#### Task statement
An exact copy of every entry is required, without the pictures.

[[ Dataset entries open ]]

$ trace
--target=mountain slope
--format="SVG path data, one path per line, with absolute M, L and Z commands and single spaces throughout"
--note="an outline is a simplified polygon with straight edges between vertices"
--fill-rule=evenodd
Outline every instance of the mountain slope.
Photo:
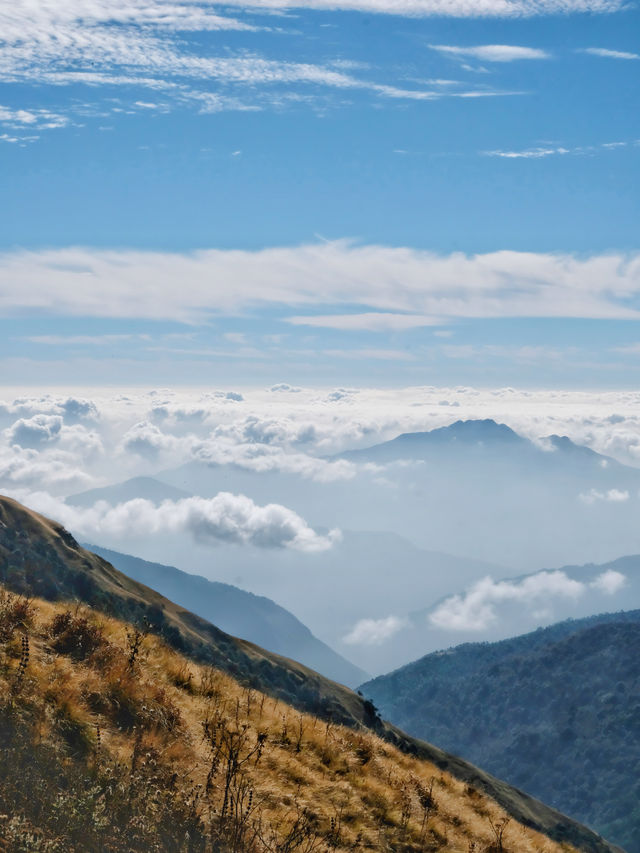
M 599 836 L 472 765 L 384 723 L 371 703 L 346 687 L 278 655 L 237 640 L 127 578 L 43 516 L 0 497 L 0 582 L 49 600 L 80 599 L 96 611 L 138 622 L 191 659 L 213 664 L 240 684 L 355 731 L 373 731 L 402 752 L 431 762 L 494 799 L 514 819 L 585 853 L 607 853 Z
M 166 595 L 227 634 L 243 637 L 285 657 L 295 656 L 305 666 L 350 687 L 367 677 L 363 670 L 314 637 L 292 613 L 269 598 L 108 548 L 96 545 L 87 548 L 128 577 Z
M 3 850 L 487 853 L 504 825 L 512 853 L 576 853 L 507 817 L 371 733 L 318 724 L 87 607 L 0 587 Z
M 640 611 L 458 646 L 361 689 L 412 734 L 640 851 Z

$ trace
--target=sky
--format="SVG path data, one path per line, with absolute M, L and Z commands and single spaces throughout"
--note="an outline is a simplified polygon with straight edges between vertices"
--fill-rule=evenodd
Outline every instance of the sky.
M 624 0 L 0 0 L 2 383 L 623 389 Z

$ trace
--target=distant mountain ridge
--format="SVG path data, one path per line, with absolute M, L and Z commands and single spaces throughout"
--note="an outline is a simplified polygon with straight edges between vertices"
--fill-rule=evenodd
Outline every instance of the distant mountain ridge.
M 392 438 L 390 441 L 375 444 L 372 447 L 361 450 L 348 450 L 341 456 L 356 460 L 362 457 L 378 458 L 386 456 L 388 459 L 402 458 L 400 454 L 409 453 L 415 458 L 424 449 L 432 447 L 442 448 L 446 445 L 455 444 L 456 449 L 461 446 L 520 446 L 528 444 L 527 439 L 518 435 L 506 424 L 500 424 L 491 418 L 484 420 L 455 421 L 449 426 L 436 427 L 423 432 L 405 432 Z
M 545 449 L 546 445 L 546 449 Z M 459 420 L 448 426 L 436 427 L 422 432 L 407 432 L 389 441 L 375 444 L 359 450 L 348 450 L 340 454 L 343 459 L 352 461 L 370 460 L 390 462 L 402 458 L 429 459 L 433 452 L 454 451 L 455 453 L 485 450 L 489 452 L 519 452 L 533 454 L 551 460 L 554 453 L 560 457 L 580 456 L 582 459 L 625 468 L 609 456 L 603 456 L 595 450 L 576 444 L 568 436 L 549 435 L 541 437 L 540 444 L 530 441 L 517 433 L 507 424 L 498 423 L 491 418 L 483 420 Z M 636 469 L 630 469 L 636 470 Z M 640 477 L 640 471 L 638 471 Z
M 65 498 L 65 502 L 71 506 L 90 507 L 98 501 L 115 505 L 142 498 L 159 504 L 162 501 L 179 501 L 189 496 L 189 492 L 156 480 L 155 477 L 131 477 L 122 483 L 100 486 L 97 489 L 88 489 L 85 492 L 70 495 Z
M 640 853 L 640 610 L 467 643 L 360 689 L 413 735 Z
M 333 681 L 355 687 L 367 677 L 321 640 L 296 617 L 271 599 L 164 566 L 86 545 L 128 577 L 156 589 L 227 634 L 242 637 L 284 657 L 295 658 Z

[[ Dataset entries closed ]]

#### Written response
$ trace
--target=mountain slope
--format="SVG path data, one path per line, with absolute M, L and Z commands and single spaces throughout"
--note="an outline is a simplified polygon with straight edges between vertices"
--fill-rule=evenodd
Outline every instance of the mountain slope.
Photo:
M 599 836 L 472 765 L 384 723 L 371 703 L 346 687 L 278 655 L 237 640 L 127 578 L 43 516 L 0 497 L 0 582 L 49 600 L 80 599 L 96 611 L 138 622 L 191 659 L 213 664 L 240 684 L 355 731 L 373 731 L 402 752 L 431 762 L 494 799 L 514 819 L 585 853 L 607 853 Z
M 166 595 L 227 634 L 243 637 L 285 657 L 295 656 L 305 666 L 350 687 L 367 677 L 363 670 L 314 637 L 292 613 L 269 598 L 108 548 L 96 545 L 87 548 L 128 577 Z
M 3 850 L 487 853 L 504 825 L 512 853 L 576 853 L 507 817 L 371 733 L 318 724 L 87 607 L 0 587 Z
M 640 611 L 458 646 L 361 689 L 412 734 L 640 851 Z

$ trace
--target=sky
--format="SVG path data, one path per line, with absolute M, L and Z commands and single spaces throughout"
--note="an outline is a simplified polygon with straight edges between vertices"
--fill-rule=evenodd
Outline every instance of the sky.
M 624 0 L 0 0 L 2 383 L 623 389 Z

$ trace
--target=distant mountain ridge
--format="SVG path data, one path per line, with absolute M, L and Z commands and single spaces throughout"
--note="an outline is a simplified polygon with straight edges between vertices"
--fill-rule=evenodd
Outline every instance of the distant mountain ridge.
M 392 438 L 390 441 L 375 444 L 372 447 L 361 450 L 348 450 L 341 456 L 356 460 L 362 457 L 378 458 L 386 456 L 388 459 L 402 458 L 400 454 L 409 453 L 415 458 L 424 449 L 432 447 L 442 448 L 446 445 L 455 444 L 456 449 L 461 446 L 520 446 L 528 444 L 527 439 L 518 435 L 506 424 L 500 424 L 491 418 L 484 420 L 455 421 L 449 426 L 436 427 L 423 432 L 405 432 Z
M 545 449 L 546 445 L 546 449 Z M 459 420 L 448 426 L 436 427 L 422 432 L 407 432 L 389 441 L 375 444 L 359 450 L 348 450 L 340 454 L 343 459 L 352 461 L 370 460 L 390 462 L 402 458 L 429 459 L 433 452 L 454 451 L 455 453 L 485 450 L 489 452 L 519 452 L 533 454 L 551 460 L 554 453 L 560 457 L 580 456 L 582 459 L 625 468 L 609 456 L 603 456 L 595 450 L 576 444 L 568 436 L 549 435 L 541 437 L 540 444 L 530 441 L 517 433 L 507 424 L 498 423 L 491 418 L 483 420 Z M 636 469 L 630 469 L 636 470 Z M 640 477 L 640 471 L 638 471 Z
M 65 498 L 65 502 L 71 506 L 90 507 L 98 501 L 115 505 L 142 498 L 159 504 L 162 501 L 179 501 L 189 496 L 189 492 L 156 480 L 155 477 L 131 477 L 122 483 L 100 486 L 97 489 L 88 489 L 85 492 L 70 495 Z
M 640 853 L 640 610 L 467 643 L 360 689 L 413 735 Z
M 333 681 L 355 687 L 367 677 L 321 640 L 296 617 L 271 599 L 164 566 L 86 545 L 128 577 L 156 589 L 227 634 L 242 637 L 284 657 L 295 658 Z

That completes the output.